_What is expected:_ Put every line from the one containing "outline blue sky" through the one containing "221), (23, 223)]", both included, into a Markdown table with the columns Row and Text. Number the lines in order and leave out blank ones.

· · · · · · ·

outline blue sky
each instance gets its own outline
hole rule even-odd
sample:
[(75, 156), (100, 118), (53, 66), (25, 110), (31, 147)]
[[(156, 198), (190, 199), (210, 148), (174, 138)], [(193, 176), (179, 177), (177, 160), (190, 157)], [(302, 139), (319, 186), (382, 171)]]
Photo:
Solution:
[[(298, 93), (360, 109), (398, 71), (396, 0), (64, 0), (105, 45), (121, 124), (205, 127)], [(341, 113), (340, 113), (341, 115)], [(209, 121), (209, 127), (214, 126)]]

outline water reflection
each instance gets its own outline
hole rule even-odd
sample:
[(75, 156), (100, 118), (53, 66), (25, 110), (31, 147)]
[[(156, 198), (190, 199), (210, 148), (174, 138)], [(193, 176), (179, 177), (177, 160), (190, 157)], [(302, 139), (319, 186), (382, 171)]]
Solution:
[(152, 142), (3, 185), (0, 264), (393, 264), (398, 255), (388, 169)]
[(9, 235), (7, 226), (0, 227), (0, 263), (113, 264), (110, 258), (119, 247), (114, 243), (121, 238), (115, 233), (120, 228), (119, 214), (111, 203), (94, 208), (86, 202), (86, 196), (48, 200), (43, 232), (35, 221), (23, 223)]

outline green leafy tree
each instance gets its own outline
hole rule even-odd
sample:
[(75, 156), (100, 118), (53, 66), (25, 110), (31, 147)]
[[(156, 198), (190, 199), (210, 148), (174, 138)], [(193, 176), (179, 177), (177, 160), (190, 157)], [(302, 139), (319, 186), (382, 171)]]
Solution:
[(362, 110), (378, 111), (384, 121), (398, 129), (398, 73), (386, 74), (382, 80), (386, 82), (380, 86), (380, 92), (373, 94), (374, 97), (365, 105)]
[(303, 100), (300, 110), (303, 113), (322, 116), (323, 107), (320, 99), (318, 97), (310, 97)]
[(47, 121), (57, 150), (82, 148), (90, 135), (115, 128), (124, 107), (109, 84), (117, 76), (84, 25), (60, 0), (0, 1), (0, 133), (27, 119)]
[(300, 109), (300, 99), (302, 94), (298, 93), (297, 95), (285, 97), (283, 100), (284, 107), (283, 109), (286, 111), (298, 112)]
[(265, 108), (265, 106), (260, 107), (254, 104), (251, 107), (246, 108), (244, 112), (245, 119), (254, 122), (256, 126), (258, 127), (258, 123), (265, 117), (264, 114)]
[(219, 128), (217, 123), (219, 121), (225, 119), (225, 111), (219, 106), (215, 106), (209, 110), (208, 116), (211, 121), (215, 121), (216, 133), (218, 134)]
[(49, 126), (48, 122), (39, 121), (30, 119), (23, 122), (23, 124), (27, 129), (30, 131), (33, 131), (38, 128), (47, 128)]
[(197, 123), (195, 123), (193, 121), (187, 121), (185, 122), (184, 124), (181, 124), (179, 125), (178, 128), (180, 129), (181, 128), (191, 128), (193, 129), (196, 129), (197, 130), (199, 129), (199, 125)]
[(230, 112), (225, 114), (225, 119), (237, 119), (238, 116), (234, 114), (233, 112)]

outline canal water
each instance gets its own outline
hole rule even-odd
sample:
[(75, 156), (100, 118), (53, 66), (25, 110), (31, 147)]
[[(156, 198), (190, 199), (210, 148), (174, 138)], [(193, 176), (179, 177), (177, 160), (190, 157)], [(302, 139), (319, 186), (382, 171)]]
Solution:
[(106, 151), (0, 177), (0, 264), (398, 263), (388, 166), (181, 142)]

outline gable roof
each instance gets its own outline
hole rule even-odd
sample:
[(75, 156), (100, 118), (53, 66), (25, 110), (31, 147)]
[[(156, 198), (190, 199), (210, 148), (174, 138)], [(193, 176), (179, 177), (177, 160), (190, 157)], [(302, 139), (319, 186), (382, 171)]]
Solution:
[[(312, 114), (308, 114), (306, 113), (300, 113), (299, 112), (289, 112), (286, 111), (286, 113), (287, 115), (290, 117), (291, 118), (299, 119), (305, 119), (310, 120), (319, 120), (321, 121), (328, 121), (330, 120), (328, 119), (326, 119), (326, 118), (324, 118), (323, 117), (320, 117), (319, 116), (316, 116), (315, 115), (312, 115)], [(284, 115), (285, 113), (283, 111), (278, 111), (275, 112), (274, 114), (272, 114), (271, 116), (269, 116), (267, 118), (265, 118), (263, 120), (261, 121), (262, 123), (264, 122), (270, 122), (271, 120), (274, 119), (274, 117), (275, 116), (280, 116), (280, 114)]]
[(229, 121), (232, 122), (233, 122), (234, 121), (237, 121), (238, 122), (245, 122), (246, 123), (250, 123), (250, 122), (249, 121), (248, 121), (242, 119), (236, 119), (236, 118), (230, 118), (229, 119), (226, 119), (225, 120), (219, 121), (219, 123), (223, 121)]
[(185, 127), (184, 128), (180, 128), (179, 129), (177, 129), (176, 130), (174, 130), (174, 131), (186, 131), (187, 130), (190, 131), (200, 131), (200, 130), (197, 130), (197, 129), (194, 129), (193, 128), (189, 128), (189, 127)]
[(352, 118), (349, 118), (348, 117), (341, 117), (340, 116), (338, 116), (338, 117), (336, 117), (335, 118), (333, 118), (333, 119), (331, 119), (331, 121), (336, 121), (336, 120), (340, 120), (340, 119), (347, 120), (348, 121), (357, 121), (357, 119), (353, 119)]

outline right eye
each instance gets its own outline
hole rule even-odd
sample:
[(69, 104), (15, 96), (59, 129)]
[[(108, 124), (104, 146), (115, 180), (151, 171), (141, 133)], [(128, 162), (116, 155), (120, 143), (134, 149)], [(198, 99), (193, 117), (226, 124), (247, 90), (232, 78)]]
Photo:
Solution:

· · · · · · ·

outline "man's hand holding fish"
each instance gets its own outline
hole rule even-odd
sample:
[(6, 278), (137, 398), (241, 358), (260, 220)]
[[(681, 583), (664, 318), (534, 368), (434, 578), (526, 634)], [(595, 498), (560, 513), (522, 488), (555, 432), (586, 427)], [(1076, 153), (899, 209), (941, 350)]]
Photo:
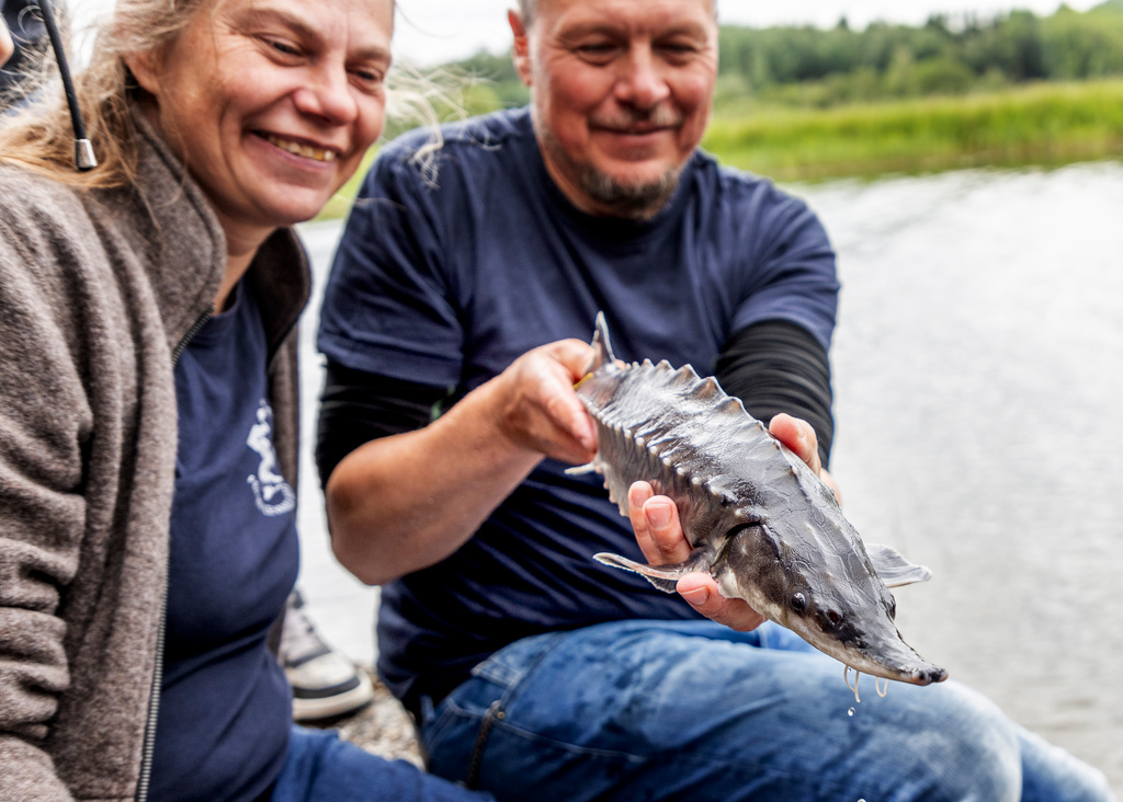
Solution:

· · · · · · ·

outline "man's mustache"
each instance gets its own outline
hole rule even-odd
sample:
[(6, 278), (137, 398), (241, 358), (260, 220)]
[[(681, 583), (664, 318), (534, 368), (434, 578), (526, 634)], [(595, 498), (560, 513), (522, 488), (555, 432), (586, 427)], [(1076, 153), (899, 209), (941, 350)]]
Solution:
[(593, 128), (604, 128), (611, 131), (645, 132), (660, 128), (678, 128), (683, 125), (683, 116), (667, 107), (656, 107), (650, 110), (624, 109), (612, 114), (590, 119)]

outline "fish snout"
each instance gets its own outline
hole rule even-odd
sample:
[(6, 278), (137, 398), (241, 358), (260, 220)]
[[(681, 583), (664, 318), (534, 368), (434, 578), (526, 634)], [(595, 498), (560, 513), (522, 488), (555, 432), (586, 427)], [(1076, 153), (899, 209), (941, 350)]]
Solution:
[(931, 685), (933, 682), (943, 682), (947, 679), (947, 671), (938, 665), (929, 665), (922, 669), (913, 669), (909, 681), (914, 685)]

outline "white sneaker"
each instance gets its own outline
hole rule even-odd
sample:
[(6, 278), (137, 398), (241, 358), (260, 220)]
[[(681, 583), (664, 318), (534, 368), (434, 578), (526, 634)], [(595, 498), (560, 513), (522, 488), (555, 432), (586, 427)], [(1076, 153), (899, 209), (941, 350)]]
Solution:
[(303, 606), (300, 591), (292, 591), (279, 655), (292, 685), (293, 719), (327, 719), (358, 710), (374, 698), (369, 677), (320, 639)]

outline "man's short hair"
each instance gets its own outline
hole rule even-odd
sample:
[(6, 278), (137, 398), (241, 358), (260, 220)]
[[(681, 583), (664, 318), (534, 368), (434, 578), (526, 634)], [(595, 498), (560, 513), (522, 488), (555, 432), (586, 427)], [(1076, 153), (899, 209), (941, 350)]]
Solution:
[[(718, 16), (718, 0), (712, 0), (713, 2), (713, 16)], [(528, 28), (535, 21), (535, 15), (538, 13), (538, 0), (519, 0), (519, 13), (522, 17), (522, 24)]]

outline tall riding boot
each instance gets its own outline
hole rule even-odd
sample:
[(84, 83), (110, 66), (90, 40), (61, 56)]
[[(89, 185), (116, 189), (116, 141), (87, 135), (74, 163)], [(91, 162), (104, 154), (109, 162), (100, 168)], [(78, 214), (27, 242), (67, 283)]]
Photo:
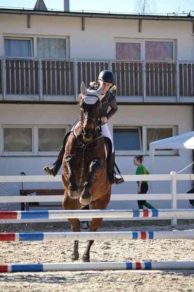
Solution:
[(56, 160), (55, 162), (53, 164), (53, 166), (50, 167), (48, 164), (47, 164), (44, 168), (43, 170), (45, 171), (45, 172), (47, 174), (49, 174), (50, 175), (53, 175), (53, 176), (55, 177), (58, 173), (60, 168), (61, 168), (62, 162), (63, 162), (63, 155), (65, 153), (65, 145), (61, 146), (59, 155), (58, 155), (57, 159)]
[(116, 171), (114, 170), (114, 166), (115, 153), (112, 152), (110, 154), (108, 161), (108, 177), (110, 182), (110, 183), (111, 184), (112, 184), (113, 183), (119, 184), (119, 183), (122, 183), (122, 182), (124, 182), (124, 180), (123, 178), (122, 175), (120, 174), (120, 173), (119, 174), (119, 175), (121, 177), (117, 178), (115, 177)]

· · · · · · ·

_Task solution:_
| Row | Text |
|---|---|
| 1 | outline blue sky |
| 2 | each instance gets its own outline |
| 3 | hole rule even-odd |
| 4 | sample: |
| 5 | [(75, 156), (100, 118), (53, 66), (25, 110), (31, 147)] |
| 6 | [[(156, 198), (190, 199), (210, 148), (174, 138)], [(193, 176), (179, 177), (177, 160), (190, 157)], [(302, 139), (319, 186), (382, 171)]] |
| 7 | Photo: |
| 8 | Solution: |
| 9 | [[(298, 93), (360, 109), (398, 71), (396, 0), (64, 0), (105, 45), (121, 124), (205, 127)], [(341, 113), (340, 113), (341, 115)], [(209, 121), (209, 127), (214, 126)]] |
| 10 | outline water reflection |
| 11 | each instance gets its own outline |
| 12 | hole rule even-odd |
| 13 | sample: |
| 14 | [(75, 156), (100, 118), (53, 66), (25, 110), (31, 147)] |
| 15 | [[(156, 198), (190, 199), (210, 148), (174, 138)], [(193, 176), (179, 177), (177, 160), (190, 157)], [(302, 139), (319, 186), (382, 171)]] |
| 16 | Solution: |
| 17 | [(152, 142), (3, 185), (0, 264), (393, 264), (398, 255), (388, 169)] |
| 18 | [(9, 235), (7, 226), (0, 227), (0, 263), (113, 264), (110, 258), (119, 247), (114, 243), (121, 238), (115, 233), (120, 228), (119, 214), (111, 203), (94, 208), (86, 202), (86, 196), (48, 200), (43, 232), (35, 221), (23, 223)] |